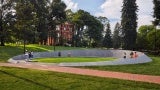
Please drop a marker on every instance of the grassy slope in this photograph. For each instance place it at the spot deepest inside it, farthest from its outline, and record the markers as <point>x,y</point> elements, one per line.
<point>73,59</point>
<point>12,50</point>
<point>151,68</point>
<point>27,79</point>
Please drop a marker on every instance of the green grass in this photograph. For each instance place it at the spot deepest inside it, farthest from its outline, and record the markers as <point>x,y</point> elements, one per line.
<point>9,51</point>
<point>152,68</point>
<point>73,59</point>
<point>27,79</point>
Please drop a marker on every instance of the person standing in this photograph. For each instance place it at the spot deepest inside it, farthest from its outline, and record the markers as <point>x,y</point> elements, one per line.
<point>125,55</point>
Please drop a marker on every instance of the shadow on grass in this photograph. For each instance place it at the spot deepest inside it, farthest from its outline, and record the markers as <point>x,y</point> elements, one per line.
<point>28,80</point>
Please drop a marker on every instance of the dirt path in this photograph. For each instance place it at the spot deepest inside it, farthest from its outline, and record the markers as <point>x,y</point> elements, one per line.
<point>108,74</point>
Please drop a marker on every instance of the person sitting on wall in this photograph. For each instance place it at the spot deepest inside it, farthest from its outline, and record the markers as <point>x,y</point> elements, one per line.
<point>135,55</point>
<point>131,54</point>
<point>125,55</point>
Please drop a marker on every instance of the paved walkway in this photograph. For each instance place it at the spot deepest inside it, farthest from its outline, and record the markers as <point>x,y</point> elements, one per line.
<point>107,74</point>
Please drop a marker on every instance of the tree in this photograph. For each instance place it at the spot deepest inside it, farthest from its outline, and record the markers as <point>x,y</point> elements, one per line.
<point>156,13</point>
<point>129,23</point>
<point>107,42</point>
<point>25,20</point>
<point>117,36</point>
<point>5,8</point>
<point>145,37</point>
<point>57,15</point>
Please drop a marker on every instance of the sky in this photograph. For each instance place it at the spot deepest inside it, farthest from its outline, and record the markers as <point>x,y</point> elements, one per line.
<point>112,9</point>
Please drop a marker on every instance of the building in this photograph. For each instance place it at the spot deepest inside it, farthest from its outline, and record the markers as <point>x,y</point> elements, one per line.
<point>64,34</point>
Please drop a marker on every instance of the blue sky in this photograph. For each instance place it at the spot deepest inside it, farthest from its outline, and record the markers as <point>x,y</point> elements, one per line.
<point>111,9</point>
<point>91,6</point>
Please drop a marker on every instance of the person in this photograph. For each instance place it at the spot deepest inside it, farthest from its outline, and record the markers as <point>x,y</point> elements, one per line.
<point>31,54</point>
<point>26,55</point>
<point>59,54</point>
<point>135,55</point>
<point>131,54</point>
<point>124,55</point>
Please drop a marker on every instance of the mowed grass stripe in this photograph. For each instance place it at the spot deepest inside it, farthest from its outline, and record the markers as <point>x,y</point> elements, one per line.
<point>73,59</point>
<point>27,79</point>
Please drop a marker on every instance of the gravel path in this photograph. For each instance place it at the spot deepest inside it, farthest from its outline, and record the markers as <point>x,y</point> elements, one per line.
<point>98,73</point>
------------------------------------------------------------------------
Copy out all of the material above word for word, but leave out the pictures.

Please drop a marker on every instance of the grassy slope in this photograph. For each instance place it at the spot deepest inside it, farthest from its outline, and record the markers as <point>x,y</point> elements, one per line.
<point>73,59</point>
<point>12,50</point>
<point>151,68</point>
<point>27,79</point>
Please drop a marker on every instance of the green grass in this photograph. For each instance place it at the spot deepest inside it, farthest from its outline, and record the markers as <point>x,y</point> elements, one per line.
<point>9,51</point>
<point>152,68</point>
<point>73,59</point>
<point>27,79</point>
Please drop a marker on every instance of the person standing in this photograph. For each instance place it at the spot deepest inside it, farthest from its outline, and record the markers as <point>x,y</point> elements, one per line.
<point>125,55</point>
Please drop a marker on every instance of the shadow on grass in this photograph. For each instance place it at the spot deepest inside it, farthest from its outline, and record the markers as <point>x,y</point> elements, one per line.
<point>28,80</point>
Please drop a marker on every instance of the dirt path in this photograph. For each instance place it at the spot deepest inside it, farthest from its outline, and record the markers as <point>x,y</point> elements, one per line.
<point>108,74</point>
Please drop a marker on every instance of the person sitting on wall in this photograph. For each instance place it at the spot deepest inside it, farthest from its outline, and record the markers as <point>x,y</point> elements, one per line.
<point>135,55</point>
<point>131,54</point>
<point>125,55</point>
Please drop a marker on every instance of the paved walkway in this photograph. For each instance place it at the spot deepest inside it, farthest from its outline, and record the markers as <point>x,y</point> elements, one per line.
<point>107,74</point>
Please drop a marker on every instance of the tree in this photograph. For each instance place it at the spot deepest inside it, farthest from its outline, and record the markers as <point>x,y</point> elements, one per line.
<point>156,13</point>
<point>129,23</point>
<point>107,42</point>
<point>25,20</point>
<point>117,36</point>
<point>5,8</point>
<point>145,37</point>
<point>57,15</point>
Please drop a marker on every instance of the sky in this photograph. For each instance place it at the spot deepest inside it, farthest from its outline, and record the markers as <point>x,y</point> elements, one per line.
<point>112,9</point>
Please drop a marker on every instance of the building in this photograph. For each instance place it at the spot deepest inside it, farthest from its outline, and record the markers as <point>x,y</point> elements, one per line.
<point>64,34</point>
Please drop a marker on every instance of the blue sky in this photograph. For each instance place it at the spot deepest inside it, farthest from its outline, and record the markers as <point>x,y</point> elements, one per line.
<point>111,9</point>
<point>91,6</point>
Please drop a marker on every instance of the person in this photograph. For each instance place it at the spot deepest inside it, farthest from its outline, and record the markers as <point>x,y</point> elements, one per line.
<point>31,54</point>
<point>26,55</point>
<point>59,54</point>
<point>135,55</point>
<point>131,54</point>
<point>124,55</point>
Please drop a marker on every instance of the mowed grass stripe in this photograph. For each instance place it at the spot deepest inside it, farthest from its outline, and record the markers as <point>x,y</point> elements, one per line.
<point>73,59</point>
<point>27,79</point>
Please drop a marker on every instance of the gravel path in this photograph. For each instance place it at the spot deepest inside it, farthest from its outline, and record the markers as <point>x,y</point> elements, one per line.
<point>98,73</point>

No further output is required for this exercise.